───── Registros fornecidos ─────
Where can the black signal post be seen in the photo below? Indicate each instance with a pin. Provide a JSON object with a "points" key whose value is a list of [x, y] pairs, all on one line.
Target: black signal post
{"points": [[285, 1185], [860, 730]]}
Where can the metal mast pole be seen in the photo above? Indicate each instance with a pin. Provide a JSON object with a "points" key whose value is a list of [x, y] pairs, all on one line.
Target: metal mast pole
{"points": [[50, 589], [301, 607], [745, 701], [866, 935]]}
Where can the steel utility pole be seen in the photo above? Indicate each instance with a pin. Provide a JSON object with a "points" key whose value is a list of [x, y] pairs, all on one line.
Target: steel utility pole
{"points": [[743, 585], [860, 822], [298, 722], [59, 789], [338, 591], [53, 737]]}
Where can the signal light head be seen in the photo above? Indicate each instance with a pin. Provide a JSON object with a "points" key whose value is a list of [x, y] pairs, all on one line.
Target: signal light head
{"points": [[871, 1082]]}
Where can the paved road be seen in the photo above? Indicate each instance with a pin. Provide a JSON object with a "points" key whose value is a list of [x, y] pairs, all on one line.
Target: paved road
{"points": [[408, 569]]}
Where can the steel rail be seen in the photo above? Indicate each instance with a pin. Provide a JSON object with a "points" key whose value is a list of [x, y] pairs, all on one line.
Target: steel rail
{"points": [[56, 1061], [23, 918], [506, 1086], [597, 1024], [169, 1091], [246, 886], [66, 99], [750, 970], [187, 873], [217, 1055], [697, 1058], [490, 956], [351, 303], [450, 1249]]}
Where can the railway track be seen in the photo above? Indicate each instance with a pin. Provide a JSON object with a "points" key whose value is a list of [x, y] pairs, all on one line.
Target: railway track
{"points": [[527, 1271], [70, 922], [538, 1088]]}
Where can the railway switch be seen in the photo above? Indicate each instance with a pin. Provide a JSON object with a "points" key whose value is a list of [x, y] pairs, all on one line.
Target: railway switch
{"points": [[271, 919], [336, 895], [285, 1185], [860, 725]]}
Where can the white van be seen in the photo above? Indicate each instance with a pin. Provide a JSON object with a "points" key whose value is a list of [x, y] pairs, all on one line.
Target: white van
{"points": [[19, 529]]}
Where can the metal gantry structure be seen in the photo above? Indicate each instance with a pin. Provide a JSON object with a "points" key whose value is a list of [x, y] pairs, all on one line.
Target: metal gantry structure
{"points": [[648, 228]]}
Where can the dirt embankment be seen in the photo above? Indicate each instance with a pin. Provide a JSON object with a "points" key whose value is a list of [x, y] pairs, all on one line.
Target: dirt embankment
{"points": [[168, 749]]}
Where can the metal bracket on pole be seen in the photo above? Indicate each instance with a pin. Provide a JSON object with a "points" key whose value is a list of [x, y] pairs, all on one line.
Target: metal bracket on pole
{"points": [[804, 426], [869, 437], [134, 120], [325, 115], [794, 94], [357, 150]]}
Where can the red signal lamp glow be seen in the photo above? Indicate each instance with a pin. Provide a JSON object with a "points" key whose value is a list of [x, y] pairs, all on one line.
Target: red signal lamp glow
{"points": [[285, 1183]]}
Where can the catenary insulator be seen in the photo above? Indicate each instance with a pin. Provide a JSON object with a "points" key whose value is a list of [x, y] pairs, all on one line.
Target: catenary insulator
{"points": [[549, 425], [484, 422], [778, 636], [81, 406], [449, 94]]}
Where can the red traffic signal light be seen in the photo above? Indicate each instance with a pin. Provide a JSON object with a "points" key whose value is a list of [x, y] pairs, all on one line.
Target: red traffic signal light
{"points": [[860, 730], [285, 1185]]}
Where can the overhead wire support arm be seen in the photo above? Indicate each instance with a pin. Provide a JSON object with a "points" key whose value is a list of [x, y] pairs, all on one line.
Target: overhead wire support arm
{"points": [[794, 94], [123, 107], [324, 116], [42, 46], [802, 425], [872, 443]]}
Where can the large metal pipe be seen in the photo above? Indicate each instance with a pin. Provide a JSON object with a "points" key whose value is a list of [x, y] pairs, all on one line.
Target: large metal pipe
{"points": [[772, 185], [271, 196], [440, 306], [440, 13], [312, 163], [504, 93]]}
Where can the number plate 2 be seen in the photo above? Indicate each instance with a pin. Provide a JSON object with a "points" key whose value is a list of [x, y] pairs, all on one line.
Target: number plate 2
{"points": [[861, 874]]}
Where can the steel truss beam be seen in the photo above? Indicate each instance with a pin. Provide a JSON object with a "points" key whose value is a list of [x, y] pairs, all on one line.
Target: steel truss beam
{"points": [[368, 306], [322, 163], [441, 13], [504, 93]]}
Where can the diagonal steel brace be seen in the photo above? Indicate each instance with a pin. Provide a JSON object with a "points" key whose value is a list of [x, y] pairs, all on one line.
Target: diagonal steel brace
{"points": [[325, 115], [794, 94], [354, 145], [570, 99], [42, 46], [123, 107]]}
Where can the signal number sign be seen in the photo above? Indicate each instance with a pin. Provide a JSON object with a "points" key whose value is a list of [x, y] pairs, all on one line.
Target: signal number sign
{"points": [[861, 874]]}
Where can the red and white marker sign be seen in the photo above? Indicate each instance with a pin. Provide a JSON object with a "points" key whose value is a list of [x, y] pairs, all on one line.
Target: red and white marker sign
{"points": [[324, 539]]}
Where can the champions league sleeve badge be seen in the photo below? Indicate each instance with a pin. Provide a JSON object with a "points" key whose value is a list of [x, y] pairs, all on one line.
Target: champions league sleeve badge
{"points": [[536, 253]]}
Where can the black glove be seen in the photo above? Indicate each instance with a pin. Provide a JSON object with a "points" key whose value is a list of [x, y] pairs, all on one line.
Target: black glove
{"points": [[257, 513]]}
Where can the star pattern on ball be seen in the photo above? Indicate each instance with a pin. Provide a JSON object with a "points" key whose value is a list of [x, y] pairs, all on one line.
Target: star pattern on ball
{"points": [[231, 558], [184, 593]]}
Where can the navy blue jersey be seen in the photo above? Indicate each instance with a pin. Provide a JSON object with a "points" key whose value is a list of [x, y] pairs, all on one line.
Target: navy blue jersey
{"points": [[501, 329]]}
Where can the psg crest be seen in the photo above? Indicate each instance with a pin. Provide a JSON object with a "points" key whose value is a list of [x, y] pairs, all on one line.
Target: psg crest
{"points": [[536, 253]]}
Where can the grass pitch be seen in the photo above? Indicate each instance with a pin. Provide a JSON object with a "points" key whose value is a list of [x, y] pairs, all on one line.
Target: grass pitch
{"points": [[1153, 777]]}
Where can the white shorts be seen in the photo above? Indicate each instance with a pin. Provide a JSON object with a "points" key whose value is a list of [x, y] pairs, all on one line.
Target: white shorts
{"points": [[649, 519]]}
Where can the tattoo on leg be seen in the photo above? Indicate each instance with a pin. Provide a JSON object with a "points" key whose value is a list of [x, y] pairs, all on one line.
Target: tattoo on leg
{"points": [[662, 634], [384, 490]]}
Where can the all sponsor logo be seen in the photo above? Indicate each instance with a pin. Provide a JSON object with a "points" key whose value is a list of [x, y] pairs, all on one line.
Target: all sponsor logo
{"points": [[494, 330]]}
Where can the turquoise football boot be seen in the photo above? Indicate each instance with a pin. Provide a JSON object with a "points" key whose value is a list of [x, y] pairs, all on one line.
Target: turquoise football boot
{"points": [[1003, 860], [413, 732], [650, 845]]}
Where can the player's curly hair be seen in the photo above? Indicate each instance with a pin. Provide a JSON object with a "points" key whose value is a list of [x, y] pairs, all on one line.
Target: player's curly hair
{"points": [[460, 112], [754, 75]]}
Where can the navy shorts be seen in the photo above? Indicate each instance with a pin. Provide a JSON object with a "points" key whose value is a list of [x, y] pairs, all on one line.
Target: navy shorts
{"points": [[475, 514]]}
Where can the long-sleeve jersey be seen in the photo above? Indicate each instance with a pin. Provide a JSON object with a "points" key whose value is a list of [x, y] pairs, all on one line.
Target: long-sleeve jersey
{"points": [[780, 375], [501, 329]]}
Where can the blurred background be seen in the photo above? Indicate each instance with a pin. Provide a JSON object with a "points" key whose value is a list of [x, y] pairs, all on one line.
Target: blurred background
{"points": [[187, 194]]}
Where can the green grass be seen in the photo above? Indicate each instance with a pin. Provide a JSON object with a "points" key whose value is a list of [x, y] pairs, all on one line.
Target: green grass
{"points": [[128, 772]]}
─────
* _Objetivo_: Nos registros acima, transcreva sem nenhuma alteração tudo o que vai da linha que contém "Where can the turquoise" até a linha que contém "Target: turquoise football boot", incluindo essas duas linhas.

* _Resposta escrita_:
Where can the turquoise football boot be seen in the photo above? Indicate each instance with a pin. Provide a JSON object with a "points" key whose value is a list of [x, y] pairs, all on one line.
Target: turquoise football boot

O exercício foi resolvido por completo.